* _Problem_: Could you rewrite every row below with "one per instance" swapped for "one for each instance" and nothing else changed?

* _Rows_:

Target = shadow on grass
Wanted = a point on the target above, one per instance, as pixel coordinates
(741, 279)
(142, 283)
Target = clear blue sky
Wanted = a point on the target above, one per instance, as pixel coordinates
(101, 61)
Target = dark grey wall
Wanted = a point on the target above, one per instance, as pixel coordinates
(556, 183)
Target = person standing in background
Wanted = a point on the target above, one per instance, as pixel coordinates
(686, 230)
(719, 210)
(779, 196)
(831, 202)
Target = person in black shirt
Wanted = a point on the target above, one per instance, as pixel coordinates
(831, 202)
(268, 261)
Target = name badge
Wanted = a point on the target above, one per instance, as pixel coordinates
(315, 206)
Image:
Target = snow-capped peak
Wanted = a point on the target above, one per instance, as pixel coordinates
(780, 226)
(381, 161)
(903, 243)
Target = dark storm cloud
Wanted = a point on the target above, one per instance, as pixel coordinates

* _Final answer_:
Target = shadow on grass
Wanted = a point on the target above, one for each instance, as pixel coordinates
(741, 279)
(142, 283)
Target = clear blue sky
Wanted = a point on the target above, one for each instance, as pixel coordinates
(101, 61)
Target = dark grey wall
Wanted = a point on the target above, one for each instance, as pixel coordinates
(556, 183)
Target = person standing in background
Wanted = a point on the target above, one for each instance, as pixel coordinates
(686, 230)
(719, 210)
(779, 196)
(831, 202)
Target = person in black shirt
Wanted = a point on the target above, one for each instance, as pixel coordinates
(831, 202)
(268, 261)
Target = name badge
Wanted = a point on the target above, one for each instance, as pixel coordinates
(315, 206)
Image:
Target = snow-capped peak
Wanted = a point on the target above, one for each instance, as pixel coordinates
(780, 226)
(381, 161)
(903, 243)
Target = dark storm cloud
Wanted = a point on the target above, one for each instance, as pixel coordinates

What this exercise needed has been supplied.